===== SOURCE DATA

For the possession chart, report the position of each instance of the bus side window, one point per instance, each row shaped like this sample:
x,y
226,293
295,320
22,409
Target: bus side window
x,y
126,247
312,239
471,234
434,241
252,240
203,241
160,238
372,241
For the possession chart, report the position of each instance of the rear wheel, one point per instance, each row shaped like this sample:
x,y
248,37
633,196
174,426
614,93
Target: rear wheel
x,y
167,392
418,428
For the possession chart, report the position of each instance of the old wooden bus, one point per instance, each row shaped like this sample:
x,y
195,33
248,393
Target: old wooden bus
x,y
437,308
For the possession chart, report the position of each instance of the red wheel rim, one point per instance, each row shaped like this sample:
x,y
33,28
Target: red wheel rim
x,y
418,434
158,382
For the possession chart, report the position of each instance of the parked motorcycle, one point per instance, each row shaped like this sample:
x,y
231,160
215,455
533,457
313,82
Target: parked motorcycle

==========

(EXERCISE GOAL): Arrange the lines from the one with "of the parked" through the end of the records as a Markdown table with the columns Row and Line, skipping any blank lines.

(RESPONSE TO THIS EXERCISE):
| Row | Line |
|---|---|
| 1 | For the possession chart, report the position of each instance of the parked motorcycle, one point per instance, each row shaped like this sample: |
| 2 | x,y |
| 3 | 231,160 |
| 4 | 215,455 |
| 5 | 533,457 |
| 6 | 313,82 |
| 7 | Target: parked motorcycle |